EXTRACT Start Marker

I think this simulation is useful to demonstrate that sequencing error should be modeled somewhere. Incorporating the uncertainty in the observation before the alignment phase might improve things further, since a misread character may result in the alignment opening a gap. Then, you should be able to propagate the error in the (marginal) tip state in a similar manner.

ematsen

There are a number of multiple sequence alignment programs that output a per-column measure of uncertainty. I know that FSA’s is in terms of an expected accuracy, which could be used as a prior on the error tip state:

ncbi.nlm.nih.gov

Fast statistical alignment.

RK Bradley, A Roberts, M Smoot, S Juvekar, J Do, C Dewey, I Holmes and L Pachter, PLoS computational biology, May 2009

We describe a new program for the alignment of multiple biological sequences that is both statistically motivated and fast enough for problem sizes that arise in practice. Our Fast Statistical Alignment program is based on pair hidden Markov models which approximate an insertion/deletion process on a tree and uses a sequence annealing algorithm to combine the posterior probabilities estimated from these models into a multiple alignment. FSA uses its explicit statistical model to produce multiple alignments which are accompanied by estimates of the alignment accuracy and uncertainty for every column and character of the alignment--previously available only with alignment programs which use computationally-expensive Markov Chain Monte Carlo approaches--yet can align thousands of long sequences. Moreover, FSA utilizes an unsupervised query-specific learning procedure for parameter estimation which leads to improved accuracy on benchmark reference alignments in comparison to existing programs. The centroid alignment approach taken by FSA, in combination with its learning procedure, drastically reduces the amount of false-positive alignment on biological data in comparison to that given by other methods. The FSA program and a companion visualization tool for exploring uncertainty in alignments can be used via a web interface at http://orangutan.math.berkeley.edu/fsa/, and the source code is available at http://fsa.sourceforge.net/.

EXTRACT End Marker

WORK ORDER 1:
In the forum thread on alignment uncertainty, what kind of models is the Fast Statistical Alignment program based on?
WORK ORDER 2:
Resume the forum thread on alignment uncertainty after its final sentence.

DATA Start Marker

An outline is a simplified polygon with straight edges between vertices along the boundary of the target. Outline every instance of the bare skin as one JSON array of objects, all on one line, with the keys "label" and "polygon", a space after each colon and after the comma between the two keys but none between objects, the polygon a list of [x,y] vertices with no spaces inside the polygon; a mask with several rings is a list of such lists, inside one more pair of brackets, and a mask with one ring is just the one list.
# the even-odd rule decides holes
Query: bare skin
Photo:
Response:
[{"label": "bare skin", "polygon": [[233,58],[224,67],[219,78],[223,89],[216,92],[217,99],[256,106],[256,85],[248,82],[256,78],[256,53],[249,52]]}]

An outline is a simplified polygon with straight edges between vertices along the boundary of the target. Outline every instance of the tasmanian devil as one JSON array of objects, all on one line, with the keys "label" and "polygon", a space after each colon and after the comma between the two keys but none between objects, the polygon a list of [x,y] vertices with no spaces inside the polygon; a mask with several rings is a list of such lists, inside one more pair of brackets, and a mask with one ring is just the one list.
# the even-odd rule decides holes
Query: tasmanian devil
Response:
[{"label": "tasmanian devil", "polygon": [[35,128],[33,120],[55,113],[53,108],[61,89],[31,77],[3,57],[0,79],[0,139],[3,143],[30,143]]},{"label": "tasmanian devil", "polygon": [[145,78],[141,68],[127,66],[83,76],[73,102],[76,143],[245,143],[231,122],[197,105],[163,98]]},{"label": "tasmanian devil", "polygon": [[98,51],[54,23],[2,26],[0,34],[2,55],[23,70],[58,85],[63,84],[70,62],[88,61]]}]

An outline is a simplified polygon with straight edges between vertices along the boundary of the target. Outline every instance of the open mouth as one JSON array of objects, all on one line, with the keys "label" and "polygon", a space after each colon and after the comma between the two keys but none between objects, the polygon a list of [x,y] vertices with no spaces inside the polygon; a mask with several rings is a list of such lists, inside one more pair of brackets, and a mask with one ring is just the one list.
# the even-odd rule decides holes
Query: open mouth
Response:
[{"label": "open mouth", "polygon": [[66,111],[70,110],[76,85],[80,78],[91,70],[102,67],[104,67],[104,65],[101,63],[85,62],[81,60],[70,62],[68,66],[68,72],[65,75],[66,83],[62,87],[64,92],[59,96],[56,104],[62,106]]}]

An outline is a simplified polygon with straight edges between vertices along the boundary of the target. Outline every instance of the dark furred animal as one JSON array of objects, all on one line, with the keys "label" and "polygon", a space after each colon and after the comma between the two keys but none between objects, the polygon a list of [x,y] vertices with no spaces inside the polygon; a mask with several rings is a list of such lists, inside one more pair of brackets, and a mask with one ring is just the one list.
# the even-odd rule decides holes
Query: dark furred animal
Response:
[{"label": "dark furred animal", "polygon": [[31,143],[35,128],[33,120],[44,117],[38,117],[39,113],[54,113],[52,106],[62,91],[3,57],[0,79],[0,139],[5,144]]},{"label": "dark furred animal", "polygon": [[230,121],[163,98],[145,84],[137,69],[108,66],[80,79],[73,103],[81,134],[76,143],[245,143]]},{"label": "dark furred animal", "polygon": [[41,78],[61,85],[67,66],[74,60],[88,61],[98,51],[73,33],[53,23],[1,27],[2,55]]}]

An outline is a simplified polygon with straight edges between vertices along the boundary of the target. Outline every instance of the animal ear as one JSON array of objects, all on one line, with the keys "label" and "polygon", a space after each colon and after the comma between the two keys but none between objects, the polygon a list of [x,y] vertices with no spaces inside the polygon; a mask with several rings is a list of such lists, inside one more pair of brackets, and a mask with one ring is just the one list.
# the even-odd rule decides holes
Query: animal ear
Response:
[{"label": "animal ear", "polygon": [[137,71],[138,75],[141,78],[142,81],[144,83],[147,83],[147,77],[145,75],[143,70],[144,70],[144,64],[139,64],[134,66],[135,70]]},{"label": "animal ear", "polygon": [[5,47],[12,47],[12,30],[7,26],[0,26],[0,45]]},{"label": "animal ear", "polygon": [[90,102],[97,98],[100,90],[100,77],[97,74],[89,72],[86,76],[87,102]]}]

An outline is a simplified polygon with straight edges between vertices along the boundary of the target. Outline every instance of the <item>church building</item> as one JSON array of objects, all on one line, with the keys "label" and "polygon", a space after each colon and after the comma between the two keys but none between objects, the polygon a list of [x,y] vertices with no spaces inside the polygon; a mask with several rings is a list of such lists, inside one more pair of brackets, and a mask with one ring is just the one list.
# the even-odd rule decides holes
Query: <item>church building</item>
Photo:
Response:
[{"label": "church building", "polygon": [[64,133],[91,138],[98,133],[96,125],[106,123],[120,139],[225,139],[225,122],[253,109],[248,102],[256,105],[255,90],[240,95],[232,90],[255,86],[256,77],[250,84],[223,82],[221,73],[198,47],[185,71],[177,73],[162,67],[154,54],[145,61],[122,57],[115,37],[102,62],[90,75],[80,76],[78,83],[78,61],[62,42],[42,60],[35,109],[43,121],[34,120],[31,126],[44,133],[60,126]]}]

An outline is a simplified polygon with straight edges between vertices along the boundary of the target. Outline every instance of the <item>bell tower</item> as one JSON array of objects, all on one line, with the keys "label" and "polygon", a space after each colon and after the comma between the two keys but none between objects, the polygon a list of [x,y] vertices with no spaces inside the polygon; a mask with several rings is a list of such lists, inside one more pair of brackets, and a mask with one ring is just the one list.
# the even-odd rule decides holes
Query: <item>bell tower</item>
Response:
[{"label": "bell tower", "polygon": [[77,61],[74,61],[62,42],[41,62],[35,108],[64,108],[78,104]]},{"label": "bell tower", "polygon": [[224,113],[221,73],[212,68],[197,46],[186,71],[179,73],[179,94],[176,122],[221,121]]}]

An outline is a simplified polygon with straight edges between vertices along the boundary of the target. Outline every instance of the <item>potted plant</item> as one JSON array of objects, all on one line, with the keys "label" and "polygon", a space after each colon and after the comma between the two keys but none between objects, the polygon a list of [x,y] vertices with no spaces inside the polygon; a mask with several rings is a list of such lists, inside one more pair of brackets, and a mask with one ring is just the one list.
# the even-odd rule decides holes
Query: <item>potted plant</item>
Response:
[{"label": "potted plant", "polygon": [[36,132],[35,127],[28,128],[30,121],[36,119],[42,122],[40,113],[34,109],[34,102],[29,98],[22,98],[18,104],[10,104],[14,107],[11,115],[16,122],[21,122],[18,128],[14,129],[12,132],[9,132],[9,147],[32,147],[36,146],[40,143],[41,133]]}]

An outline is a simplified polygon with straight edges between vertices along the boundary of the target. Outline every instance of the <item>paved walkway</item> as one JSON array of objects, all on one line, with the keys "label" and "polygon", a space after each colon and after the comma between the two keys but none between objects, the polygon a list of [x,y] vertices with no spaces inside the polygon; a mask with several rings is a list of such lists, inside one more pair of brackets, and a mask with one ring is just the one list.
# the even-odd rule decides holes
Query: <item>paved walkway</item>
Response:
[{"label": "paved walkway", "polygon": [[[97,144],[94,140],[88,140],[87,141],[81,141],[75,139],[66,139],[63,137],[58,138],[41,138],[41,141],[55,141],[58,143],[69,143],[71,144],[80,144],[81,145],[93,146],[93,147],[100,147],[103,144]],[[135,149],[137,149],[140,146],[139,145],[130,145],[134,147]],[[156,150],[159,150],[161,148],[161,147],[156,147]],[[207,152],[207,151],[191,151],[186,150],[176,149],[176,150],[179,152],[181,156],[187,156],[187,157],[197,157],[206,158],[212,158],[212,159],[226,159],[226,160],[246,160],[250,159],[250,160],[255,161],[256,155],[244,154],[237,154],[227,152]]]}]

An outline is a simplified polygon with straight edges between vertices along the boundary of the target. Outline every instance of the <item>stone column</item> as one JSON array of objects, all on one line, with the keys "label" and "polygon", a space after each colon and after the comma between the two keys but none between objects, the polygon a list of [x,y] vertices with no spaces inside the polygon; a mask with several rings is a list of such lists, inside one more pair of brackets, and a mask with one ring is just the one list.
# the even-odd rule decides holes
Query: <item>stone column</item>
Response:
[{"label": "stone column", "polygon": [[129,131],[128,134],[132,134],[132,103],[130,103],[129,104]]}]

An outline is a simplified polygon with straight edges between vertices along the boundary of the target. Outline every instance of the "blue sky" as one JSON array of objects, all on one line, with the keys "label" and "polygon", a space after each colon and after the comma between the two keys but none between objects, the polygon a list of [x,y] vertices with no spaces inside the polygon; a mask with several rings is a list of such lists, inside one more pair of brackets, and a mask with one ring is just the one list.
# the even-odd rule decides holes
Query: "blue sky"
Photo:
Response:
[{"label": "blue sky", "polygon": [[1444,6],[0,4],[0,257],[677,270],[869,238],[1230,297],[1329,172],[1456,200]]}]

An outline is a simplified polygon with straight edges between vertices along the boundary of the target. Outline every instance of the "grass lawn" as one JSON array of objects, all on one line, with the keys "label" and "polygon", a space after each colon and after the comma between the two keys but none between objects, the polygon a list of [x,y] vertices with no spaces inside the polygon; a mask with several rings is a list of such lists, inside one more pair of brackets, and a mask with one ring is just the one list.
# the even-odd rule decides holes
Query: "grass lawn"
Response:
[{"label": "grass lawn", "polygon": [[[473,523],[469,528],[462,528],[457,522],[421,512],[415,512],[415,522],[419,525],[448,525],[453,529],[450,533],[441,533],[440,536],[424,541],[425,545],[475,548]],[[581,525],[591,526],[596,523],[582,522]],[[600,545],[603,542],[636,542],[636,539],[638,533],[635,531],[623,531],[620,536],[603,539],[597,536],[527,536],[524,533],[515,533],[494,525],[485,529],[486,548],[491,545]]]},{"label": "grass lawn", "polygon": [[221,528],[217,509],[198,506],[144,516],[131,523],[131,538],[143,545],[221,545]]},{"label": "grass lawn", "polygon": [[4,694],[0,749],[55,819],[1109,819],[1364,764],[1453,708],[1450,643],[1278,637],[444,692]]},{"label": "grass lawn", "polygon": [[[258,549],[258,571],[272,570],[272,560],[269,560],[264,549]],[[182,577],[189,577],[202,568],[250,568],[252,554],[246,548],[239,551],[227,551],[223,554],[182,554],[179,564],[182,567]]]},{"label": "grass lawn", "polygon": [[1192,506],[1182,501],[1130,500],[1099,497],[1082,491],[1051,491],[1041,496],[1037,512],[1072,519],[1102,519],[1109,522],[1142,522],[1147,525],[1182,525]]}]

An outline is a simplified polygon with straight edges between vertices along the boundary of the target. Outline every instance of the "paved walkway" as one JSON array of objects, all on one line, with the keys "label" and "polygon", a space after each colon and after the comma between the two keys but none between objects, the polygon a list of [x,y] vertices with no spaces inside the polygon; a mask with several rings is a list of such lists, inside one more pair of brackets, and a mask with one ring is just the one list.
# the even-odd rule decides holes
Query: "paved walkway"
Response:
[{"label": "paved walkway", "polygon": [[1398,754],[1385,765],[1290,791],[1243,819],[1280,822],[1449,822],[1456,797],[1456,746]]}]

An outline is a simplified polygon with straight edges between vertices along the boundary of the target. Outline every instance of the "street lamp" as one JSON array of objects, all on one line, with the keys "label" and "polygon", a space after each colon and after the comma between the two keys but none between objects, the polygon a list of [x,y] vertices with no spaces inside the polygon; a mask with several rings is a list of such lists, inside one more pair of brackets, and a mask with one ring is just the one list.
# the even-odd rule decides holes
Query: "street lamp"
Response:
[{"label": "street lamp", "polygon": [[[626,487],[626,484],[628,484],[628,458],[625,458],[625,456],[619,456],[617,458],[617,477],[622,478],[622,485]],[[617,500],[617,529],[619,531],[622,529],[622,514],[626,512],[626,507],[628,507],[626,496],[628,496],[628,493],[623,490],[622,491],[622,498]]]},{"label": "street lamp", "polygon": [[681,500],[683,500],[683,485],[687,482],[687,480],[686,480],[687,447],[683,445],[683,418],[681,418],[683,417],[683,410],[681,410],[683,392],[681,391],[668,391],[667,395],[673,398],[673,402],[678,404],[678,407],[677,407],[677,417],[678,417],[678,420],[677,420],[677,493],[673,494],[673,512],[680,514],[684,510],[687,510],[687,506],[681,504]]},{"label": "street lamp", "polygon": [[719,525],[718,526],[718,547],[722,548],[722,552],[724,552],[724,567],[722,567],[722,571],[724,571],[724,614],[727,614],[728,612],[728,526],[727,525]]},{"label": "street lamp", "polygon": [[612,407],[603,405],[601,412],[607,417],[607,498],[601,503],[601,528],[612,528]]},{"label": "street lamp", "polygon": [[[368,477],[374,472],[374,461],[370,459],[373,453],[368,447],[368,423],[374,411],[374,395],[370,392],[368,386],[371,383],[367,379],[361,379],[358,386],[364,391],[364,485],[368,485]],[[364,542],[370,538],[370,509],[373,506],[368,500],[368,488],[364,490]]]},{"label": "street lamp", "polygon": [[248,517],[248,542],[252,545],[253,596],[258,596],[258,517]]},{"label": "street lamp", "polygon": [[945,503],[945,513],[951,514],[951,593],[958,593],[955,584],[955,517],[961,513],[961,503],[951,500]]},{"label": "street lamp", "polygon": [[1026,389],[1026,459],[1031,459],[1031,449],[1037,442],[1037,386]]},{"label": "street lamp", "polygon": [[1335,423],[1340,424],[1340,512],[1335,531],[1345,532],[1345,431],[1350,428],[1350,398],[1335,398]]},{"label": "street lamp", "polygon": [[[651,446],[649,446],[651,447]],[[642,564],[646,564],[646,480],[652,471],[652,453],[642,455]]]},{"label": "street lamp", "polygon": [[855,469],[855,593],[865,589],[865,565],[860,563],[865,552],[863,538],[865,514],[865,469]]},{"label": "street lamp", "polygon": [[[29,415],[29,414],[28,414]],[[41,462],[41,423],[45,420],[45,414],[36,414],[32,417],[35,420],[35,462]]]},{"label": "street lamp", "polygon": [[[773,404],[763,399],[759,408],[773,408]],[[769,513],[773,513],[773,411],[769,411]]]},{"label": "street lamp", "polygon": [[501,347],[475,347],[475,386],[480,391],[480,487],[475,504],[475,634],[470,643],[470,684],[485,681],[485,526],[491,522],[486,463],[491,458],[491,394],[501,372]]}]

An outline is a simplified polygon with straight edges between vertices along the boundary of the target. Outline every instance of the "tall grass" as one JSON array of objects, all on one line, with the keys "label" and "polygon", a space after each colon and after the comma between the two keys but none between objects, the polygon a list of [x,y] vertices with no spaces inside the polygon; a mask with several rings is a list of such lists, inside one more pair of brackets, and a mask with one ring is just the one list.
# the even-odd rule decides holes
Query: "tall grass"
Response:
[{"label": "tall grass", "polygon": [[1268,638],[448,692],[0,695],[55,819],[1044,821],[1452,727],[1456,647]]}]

DATA End Marker

TASK OUTPUT 1:
Pair hidden Markov models.

TASK OUTPUT 2:
Re BEAST, here’s the link (note that paper info is pasted automatically if a pubmed link is given on its own line):

ncbi.nlm.nih.gov

Accommodating the effect of ancient DNA damage on inferences of demographic histories.

A Rambaut, SY Ho, AJ Drummond and B Shapiro, Molecular biology and evolution, Feb 2009

A simulation study sure seems like some low-hanging fruit for some student or postdoc. I’ve set up a framework that makes it easy to do lots of simulation using INDELible. Anyone keen?